Stored data entries
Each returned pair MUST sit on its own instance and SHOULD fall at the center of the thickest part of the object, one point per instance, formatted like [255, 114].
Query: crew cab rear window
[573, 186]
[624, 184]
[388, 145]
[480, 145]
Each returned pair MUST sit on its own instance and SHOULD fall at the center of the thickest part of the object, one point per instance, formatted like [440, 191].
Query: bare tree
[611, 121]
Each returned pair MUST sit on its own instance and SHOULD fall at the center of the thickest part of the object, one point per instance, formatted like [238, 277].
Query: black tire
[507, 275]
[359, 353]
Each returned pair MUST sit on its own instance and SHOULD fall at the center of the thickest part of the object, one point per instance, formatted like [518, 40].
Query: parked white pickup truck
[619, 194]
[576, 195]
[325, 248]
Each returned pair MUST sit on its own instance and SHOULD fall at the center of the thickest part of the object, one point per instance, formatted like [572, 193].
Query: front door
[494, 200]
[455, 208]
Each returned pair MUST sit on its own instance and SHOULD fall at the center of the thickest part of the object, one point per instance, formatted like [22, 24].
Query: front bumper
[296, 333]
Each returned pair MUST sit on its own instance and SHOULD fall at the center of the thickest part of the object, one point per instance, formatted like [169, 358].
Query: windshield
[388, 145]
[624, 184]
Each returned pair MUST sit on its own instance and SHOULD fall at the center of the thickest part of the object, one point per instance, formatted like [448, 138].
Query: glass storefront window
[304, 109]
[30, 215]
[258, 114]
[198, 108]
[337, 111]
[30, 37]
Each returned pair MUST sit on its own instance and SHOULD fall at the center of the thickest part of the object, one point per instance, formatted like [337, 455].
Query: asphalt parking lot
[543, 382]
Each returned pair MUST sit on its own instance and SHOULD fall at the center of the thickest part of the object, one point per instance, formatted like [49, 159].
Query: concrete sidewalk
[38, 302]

## Problem details:
Restate each of the entries above verbatim.

## Answer:
Each returned pair MUST sit on its own instance and SHOULD fall at the center of the thickest part of the object, one point per instance, formatted like [255, 114].
Query: crew cab rear window
[573, 186]
[624, 184]
[388, 145]
[480, 145]
Each returned pair MUST sit on its own instance and SHOULD fall at the center of the thickest part of the object, one point per instance, formatted like [440, 191].
Query: bare tree
[611, 121]
Each returned pair MUST sit on its own instance and SHOULD fall at the center of the thickest part of the object, one point per instance, formatted like [238, 277].
Query: black tire
[507, 275]
[359, 353]
Each returned pair MUST sit on its own instance and SHOULD fall at the center of the thickest part of the object, one point per instance, formatted like [518, 40].
Query: parked white pickup truck
[619, 194]
[576, 195]
[325, 248]
Each returned pair MUST sit on its own instance and SHOULD fall at the center of the thickest part of the object, one point per instance, formatted like [572, 193].
Query: front door
[494, 200]
[455, 208]
Each returned pair MUST sit on its own instance and SHOULD fall at the center of the thickest part of the object, one point per instance, formatted like [22, 24].
Query: front bumper
[296, 333]
Each returned pair MUST sit on its own instance and SHOULD fall at the center of the thickest part of the object, one point per instance, formatted like [169, 358].
Query: windshield
[388, 145]
[624, 184]
Each returned pair MUST sit on its own instance and SHOULD fall at the center of the thickest part of the object, one point per instance, formatted like [448, 138].
Query: glass storefront window
[304, 109]
[30, 215]
[258, 114]
[198, 108]
[337, 111]
[30, 37]
Each returned pair MUST sit on its own instance and SHOULD fall at the center of the thickest part of the object, one point per instance, formatted like [337, 455].
Query: asphalt parking lot
[543, 382]
Each returned pair MUST sit on its own instance and SHOULD fall at the center of the thickest part of the object, one point per instance, formatted like [49, 159].
Query: concrete sidewalk
[38, 302]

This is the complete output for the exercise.